____ SELECTED PASSAGE

Boris Merkel?

This morning, I had an (of course) online lesson with a group of students who work at a pan-European company. The Spanish and the Italians didn’t show up – 8 a.m. isn’t exactly my finest hour either so I can’t say I really blame them – so I was faced with eight Germans, one Dutch guy and a French girl. It’s a start-up so they all look like foetuses and have Very Important Sounding Management Titles in teams that, to my 44-year-old ears, have no business existing. Champions Team. Onboarding Manager. Conceptionist… No, just no.

Anyway, we’d been studying the present simple and present continuous for the last few weeks so I devised (i.e. stole from a website) a genius idea to use the tenses in a speaking exercise. I suppose most of you are wearily familiar with Zoom by now but, for those of you who aren’t, there is a chat function where you can send messages to individual participants. So, the idea was that I would send a student a word – it could be a person, an object or a verb – and they would have to describe it to the others who had to try to guess the word.

________
____ SUPPLIED MATERIAL

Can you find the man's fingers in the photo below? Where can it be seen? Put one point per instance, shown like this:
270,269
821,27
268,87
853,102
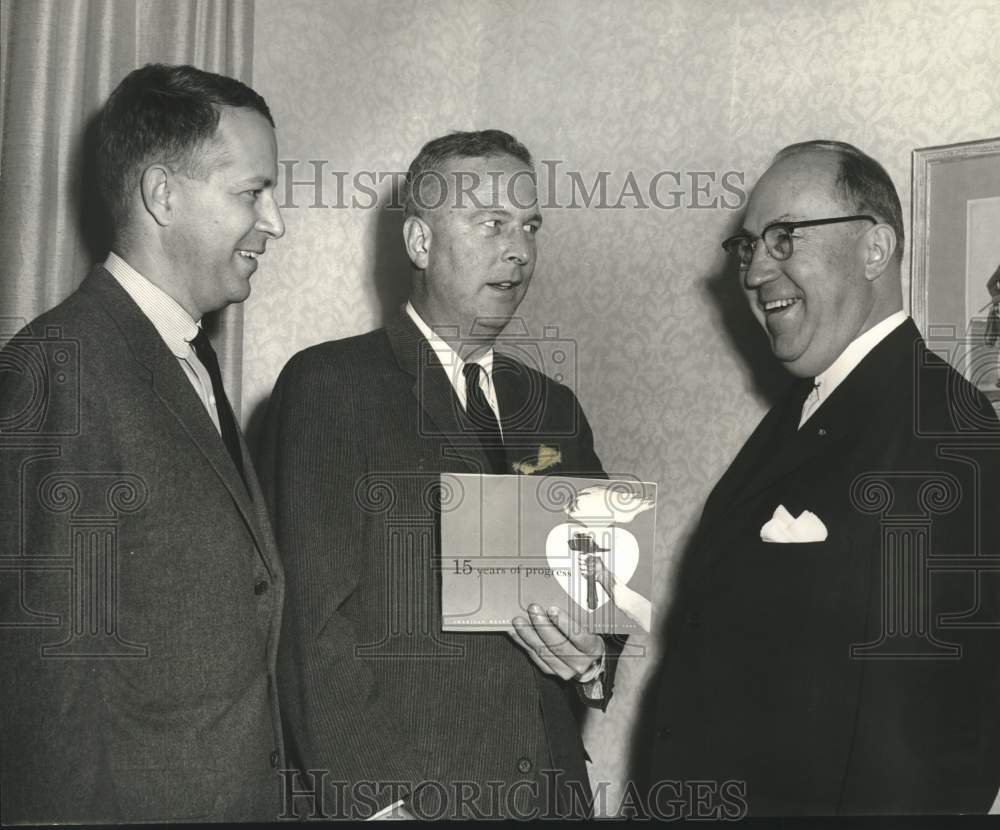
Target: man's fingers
574,649
524,635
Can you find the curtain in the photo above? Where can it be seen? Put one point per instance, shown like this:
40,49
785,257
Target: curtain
59,60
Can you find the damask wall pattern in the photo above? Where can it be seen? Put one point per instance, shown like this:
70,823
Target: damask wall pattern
670,367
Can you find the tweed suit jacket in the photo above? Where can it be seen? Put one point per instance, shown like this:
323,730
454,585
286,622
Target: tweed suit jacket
822,677
356,435
141,590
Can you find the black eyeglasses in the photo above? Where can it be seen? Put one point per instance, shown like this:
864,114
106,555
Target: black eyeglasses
778,239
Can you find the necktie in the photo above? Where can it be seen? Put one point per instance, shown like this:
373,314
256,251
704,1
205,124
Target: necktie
230,433
811,402
483,419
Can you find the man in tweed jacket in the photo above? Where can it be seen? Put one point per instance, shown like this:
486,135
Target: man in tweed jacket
382,706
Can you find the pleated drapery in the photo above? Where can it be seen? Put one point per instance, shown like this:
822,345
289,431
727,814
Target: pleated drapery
59,60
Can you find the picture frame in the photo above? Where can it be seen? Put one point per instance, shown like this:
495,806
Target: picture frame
955,257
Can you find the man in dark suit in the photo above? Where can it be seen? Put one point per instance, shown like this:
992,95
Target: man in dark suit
383,706
844,662
140,585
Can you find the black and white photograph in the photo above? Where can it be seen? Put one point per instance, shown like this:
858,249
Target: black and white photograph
310,310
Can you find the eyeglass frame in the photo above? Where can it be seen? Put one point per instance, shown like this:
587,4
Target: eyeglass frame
790,227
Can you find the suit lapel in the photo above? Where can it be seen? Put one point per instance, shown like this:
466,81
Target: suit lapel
441,411
174,391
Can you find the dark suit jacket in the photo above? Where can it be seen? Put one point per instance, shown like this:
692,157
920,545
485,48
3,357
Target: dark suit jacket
356,434
141,592
759,683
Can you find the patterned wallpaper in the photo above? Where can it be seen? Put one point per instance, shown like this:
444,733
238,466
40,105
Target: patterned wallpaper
670,368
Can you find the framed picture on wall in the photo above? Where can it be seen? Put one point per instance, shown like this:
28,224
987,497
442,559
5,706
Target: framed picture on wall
955,287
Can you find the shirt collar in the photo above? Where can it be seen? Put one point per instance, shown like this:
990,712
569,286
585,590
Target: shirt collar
453,364
174,325
857,351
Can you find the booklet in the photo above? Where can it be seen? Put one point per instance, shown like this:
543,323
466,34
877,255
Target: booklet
580,544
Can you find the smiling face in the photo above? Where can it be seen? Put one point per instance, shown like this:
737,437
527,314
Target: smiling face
474,254
815,303
222,222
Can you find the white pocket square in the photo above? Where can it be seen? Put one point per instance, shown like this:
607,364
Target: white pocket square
784,527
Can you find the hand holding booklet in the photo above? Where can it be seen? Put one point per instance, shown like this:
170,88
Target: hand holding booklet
577,544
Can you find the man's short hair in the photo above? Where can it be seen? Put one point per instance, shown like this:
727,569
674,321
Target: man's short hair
437,152
863,183
161,113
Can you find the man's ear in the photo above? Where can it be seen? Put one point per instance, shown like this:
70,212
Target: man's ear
155,186
880,247
417,237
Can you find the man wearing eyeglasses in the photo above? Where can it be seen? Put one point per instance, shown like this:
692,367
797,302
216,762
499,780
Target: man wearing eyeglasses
831,648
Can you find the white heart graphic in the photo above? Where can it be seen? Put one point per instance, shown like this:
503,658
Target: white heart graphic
621,558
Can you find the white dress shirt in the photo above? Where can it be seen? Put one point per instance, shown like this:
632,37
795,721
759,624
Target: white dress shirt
857,351
453,365
174,325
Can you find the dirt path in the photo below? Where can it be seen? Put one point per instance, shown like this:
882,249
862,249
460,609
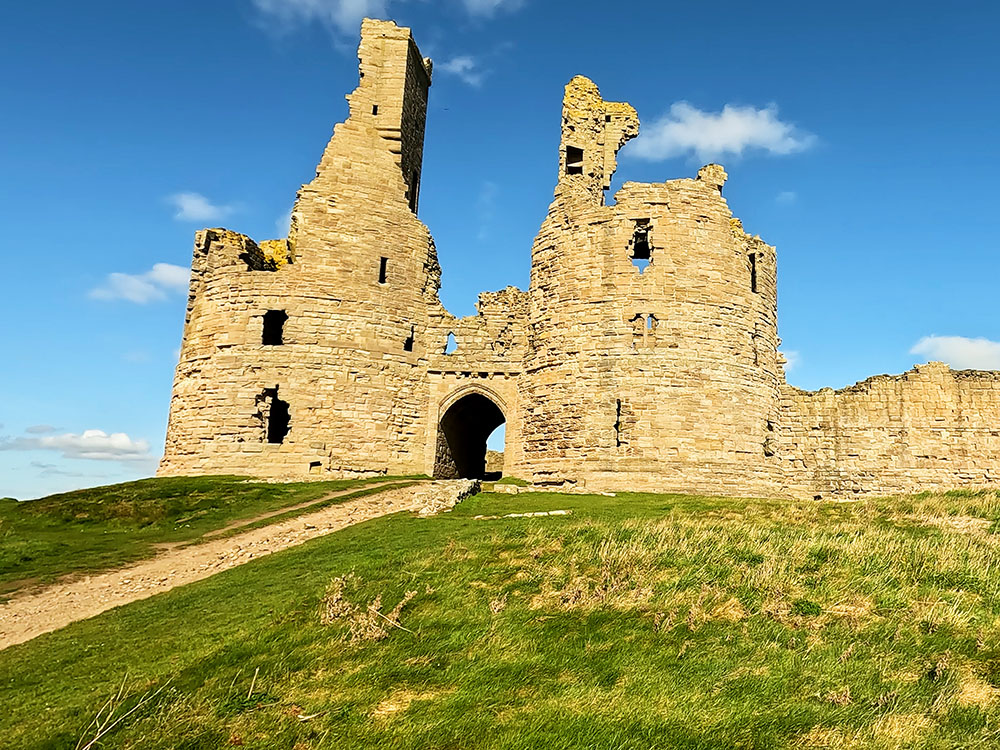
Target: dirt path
301,506
25,617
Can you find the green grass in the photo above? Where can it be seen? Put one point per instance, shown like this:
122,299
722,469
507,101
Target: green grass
106,527
636,622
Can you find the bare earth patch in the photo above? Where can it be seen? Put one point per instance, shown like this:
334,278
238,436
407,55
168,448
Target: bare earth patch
25,617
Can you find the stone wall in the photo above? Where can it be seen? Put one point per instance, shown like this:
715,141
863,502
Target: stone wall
929,429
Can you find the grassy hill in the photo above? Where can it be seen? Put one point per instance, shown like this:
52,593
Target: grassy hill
107,527
638,621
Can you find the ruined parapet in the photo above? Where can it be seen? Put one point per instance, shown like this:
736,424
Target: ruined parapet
593,131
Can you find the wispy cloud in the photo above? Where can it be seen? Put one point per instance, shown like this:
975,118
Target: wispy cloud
486,209
95,445
960,352
792,359
465,67
487,8
196,207
284,223
344,16
687,130
161,280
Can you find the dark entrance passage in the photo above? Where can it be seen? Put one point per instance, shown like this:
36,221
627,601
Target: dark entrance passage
462,434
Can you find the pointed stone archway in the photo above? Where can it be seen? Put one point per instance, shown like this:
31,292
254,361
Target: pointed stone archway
466,419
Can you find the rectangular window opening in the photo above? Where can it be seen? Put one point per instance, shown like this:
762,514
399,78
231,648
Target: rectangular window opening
642,246
279,417
574,160
273,333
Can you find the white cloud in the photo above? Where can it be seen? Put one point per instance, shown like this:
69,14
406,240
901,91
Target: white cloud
959,352
465,67
39,429
95,445
155,284
196,207
344,15
792,359
711,135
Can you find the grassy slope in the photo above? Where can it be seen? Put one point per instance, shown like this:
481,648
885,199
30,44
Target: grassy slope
106,527
637,622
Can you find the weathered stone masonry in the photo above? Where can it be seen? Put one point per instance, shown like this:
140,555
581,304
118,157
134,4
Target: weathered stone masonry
643,356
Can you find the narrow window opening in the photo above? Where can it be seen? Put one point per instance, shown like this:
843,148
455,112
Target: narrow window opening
642,247
414,190
274,328
574,160
278,417
769,441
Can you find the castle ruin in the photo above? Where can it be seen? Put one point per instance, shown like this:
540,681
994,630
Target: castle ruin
644,355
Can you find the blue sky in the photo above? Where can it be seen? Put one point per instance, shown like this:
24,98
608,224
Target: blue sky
860,139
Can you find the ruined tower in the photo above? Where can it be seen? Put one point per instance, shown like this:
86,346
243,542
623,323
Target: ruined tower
652,330
301,354
644,355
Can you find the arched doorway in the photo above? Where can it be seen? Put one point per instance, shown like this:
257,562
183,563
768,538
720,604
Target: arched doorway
463,428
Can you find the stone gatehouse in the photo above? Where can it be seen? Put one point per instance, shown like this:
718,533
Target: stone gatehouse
644,355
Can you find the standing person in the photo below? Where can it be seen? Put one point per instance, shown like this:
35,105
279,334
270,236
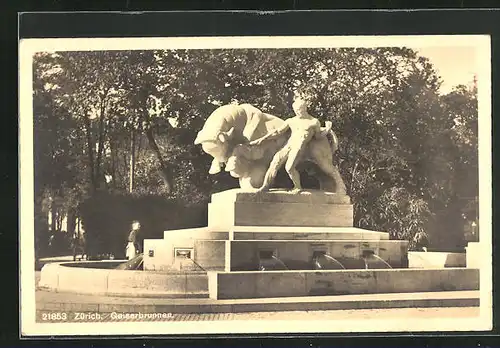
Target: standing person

________

§ EXERCISE INSTRUCTIONS
1. List every nationality of students that the text about the online lesson mentions, whether they attended or not.
2. Reproduce the text about the online lesson word for word, from "Anyway, we’d been" up to and including "guess the word.".

§ EXERCISE RESULTS
1.
- Spanish
- Italian
- German
- Dutch
- French

2.
Anyway, we’d been studying the present simple and present continuous for the last few weeks so I devised (i.e. stole from a website) a genius idea to use the tenses in a speaking exercise. I suppose most of you are wearily familiar with Zoom by now but, for those of you who aren’t, there is a chat function where you can send messages to individual participants. So, the idea was that I would send a student a word – it could be a person, an object or a verb – and they would have to describe it to the others who had to try to guess the word.